#### ENUNCIADO:
Convierte en una tabla Markdown las líneas comprendidas entre la que contiene "cloud above? Mark it with a dot." y la que contiene "sky above? Mark it with a dot.", ambas incluidas, sin las líneas en blanco. Usa las columnas "N.º", con la numeración correlativa de cada línea, y "Línea", con su texto.
===
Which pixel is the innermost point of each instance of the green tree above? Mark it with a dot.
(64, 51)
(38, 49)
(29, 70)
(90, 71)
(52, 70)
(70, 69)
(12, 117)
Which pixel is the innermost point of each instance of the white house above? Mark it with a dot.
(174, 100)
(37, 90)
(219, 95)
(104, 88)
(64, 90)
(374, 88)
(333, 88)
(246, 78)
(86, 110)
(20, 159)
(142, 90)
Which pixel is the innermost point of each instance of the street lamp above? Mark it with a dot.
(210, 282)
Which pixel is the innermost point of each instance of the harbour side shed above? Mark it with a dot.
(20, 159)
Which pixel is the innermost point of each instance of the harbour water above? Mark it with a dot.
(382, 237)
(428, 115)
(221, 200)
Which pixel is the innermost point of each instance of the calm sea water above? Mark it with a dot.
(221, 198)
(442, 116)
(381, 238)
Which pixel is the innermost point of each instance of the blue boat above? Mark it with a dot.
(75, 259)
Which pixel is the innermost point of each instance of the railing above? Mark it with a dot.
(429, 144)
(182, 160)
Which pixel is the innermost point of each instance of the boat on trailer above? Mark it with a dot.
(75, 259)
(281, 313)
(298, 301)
===
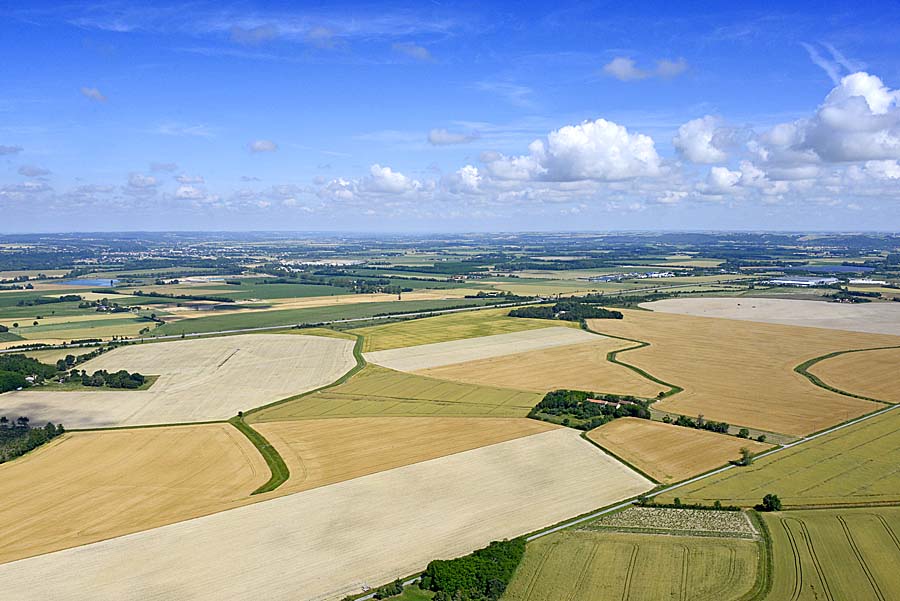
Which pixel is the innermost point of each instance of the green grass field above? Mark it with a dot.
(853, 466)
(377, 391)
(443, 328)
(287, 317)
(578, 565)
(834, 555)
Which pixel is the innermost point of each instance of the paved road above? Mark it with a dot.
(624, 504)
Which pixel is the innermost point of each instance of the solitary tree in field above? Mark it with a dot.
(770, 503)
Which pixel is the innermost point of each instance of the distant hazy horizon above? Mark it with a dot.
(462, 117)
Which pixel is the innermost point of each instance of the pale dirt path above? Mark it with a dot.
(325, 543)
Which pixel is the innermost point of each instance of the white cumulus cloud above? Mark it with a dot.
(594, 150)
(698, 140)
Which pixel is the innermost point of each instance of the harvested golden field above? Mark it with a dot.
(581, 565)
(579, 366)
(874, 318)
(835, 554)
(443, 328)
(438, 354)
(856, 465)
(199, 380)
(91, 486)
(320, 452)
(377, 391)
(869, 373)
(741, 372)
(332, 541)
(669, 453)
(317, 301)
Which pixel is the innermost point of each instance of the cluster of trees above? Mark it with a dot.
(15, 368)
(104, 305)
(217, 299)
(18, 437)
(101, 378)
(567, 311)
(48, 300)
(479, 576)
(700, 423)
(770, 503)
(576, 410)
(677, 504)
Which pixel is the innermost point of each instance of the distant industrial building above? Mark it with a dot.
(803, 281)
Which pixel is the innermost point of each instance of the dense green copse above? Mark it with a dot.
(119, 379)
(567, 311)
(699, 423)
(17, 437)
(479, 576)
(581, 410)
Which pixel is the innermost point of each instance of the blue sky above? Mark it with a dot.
===
#### SOLUCIÓN:
| N.º | Línea |
|---|---|
| 1 | Which pixel is the innermost point of each instance of the white cumulus cloud above? Mark it with a dot. |
| 2 | (594, 150) |
| 3 | (698, 140) |
| 4 | Which pixel is the innermost point of each instance of the harvested golden field above? Mark it with a dot. |
| 5 | (581, 565) |
| 6 | (579, 366) |
| 7 | (874, 318) |
| 8 | (835, 554) |
| 9 | (443, 328) |
| 10 | (438, 354) |
| 11 | (856, 465) |
| 12 | (199, 380) |
| 13 | (91, 486) |
| 14 | (320, 452) |
| 15 | (377, 391) |
| 16 | (869, 373) |
| 17 | (741, 372) |
| 18 | (332, 541) |
| 19 | (669, 453) |
| 20 | (317, 301) |
| 21 | Which pixel is the innermost point of each instance of the cluster of trees above? Mark it with a dot. |
| 22 | (15, 368) |
| 23 | (104, 305) |
| 24 | (217, 299) |
| 25 | (18, 437) |
| 26 | (101, 378) |
| 27 | (567, 311) |
| 28 | (48, 300) |
| 29 | (479, 576) |
| 30 | (700, 423) |
| 31 | (770, 503) |
| 32 | (576, 410) |
| 33 | (677, 504) |
| 34 | Which pixel is the innermost point of each instance of the distant industrial building above? Mark it with a dot. |
| 35 | (803, 281) |
| 36 | Which pixel is the innermost point of each instance of the dense green copse above? Mark it with a dot. |
| 37 | (119, 379) |
| 38 | (567, 311) |
| 39 | (699, 423) |
| 40 | (17, 437) |
| 41 | (479, 576) |
| 42 | (581, 410) |
| 43 | Which pixel is the innermost point of each instance of the blue sky above? Mark it with a dot. |